* **Assignment**:
Below are the records; return exactly the lines from the one with "Locate the white cloud" through the final line, both included, minus any pictures.

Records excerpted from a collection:
╭──
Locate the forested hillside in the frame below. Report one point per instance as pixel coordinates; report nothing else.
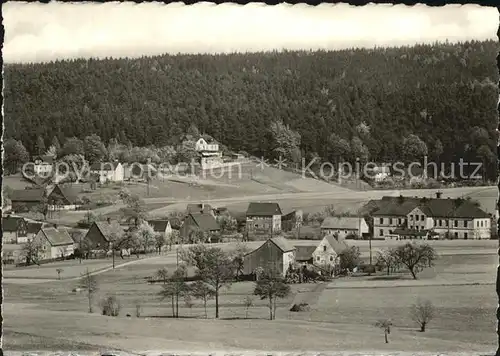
(436, 92)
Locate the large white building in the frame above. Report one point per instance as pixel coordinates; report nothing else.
(407, 217)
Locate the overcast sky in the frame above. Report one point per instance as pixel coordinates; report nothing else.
(36, 32)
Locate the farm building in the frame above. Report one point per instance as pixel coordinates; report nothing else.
(276, 254)
(55, 243)
(63, 198)
(14, 230)
(263, 218)
(343, 226)
(454, 218)
(108, 171)
(327, 252)
(25, 199)
(193, 223)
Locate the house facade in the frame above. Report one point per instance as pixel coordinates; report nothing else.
(55, 243)
(276, 254)
(343, 226)
(404, 217)
(194, 223)
(63, 198)
(14, 230)
(263, 219)
(326, 254)
(108, 171)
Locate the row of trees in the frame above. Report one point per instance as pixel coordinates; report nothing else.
(215, 270)
(401, 101)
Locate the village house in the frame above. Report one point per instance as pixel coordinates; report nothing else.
(14, 230)
(101, 234)
(406, 217)
(162, 227)
(108, 171)
(43, 165)
(23, 200)
(292, 220)
(343, 226)
(209, 154)
(55, 243)
(196, 222)
(63, 198)
(275, 254)
(263, 218)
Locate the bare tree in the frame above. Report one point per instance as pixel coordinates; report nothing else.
(271, 286)
(386, 326)
(422, 312)
(89, 282)
(201, 290)
(415, 257)
(248, 302)
(214, 267)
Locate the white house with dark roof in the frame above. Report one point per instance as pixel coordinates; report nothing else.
(276, 254)
(342, 226)
(55, 243)
(408, 217)
(108, 171)
(263, 218)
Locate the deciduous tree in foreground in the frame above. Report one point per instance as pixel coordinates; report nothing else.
(271, 286)
(422, 312)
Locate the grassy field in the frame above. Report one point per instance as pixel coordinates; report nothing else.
(461, 286)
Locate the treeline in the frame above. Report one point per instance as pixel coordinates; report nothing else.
(436, 93)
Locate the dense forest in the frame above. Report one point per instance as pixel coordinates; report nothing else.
(375, 101)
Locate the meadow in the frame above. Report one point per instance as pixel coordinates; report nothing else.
(342, 317)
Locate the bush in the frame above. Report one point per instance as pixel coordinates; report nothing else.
(110, 306)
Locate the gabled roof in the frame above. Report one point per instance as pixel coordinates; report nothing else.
(105, 228)
(341, 222)
(34, 227)
(64, 192)
(57, 237)
(11, 223)
(158, 225)
(27, 195)
(283, 244)
(263, 209)
(104, 166)
(304, 253)
(337, 246)
(205, 222)
(432, 207)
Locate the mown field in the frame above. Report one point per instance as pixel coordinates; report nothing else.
(461, 286)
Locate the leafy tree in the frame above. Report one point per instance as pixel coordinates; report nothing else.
(422, 312)
(201, 290)
(386, 326)
(89, 283)
(94, 149)
(415, 257)
(350, 258)
(15, 154)
(272, 286)
(214, 267)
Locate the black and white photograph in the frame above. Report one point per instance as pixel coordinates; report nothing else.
(250, 179)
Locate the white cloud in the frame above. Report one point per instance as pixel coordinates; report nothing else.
(38, 32)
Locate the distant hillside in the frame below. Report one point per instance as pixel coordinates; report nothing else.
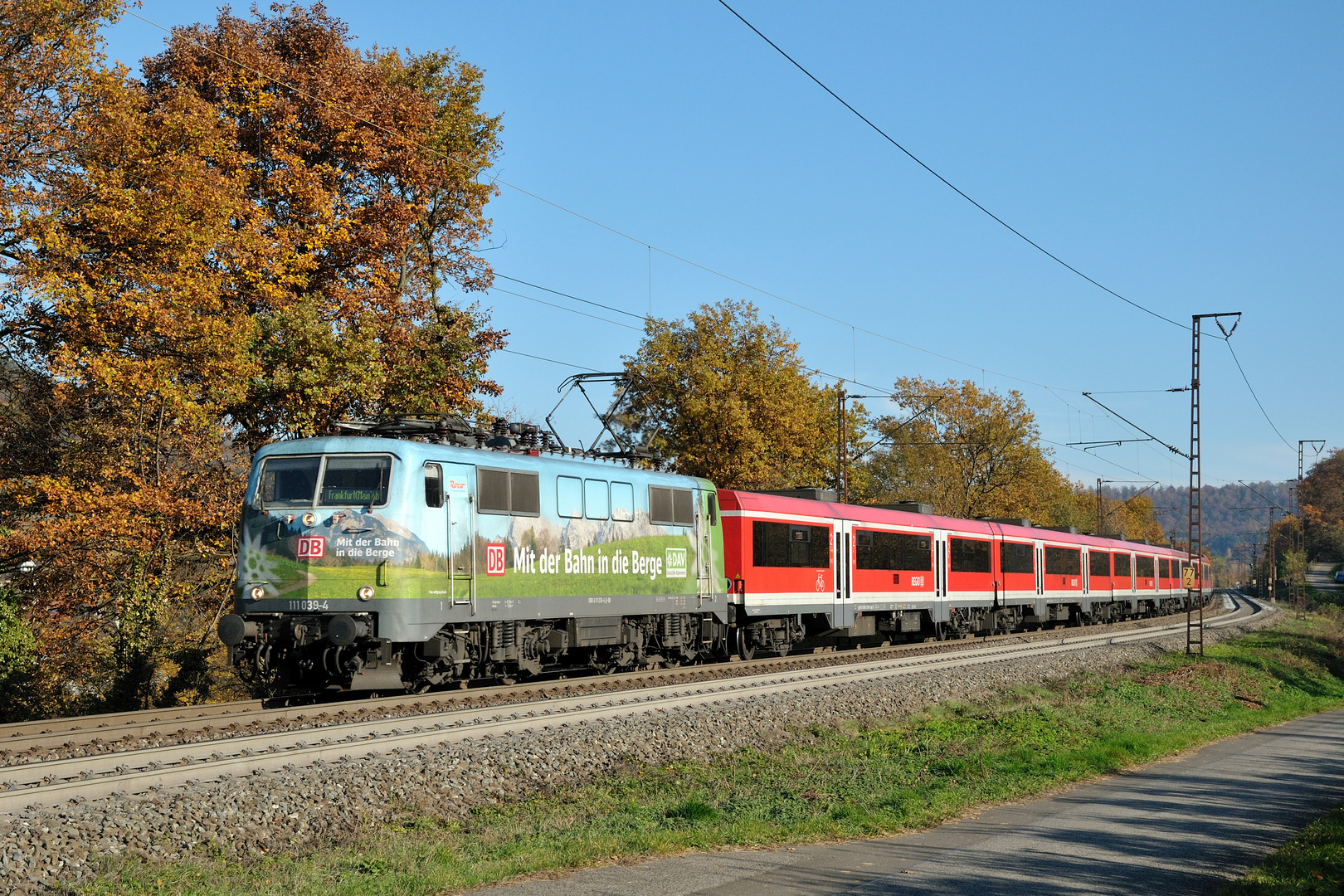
╰──
* **Written response**:
Locate the white cloud in the frame above. Report one point per instance as pixel coordinates; report nothing else.
(38, 32)
Locate the distant hillside in the frame below. Report one point per instance as pixel coordinates; report nothing else.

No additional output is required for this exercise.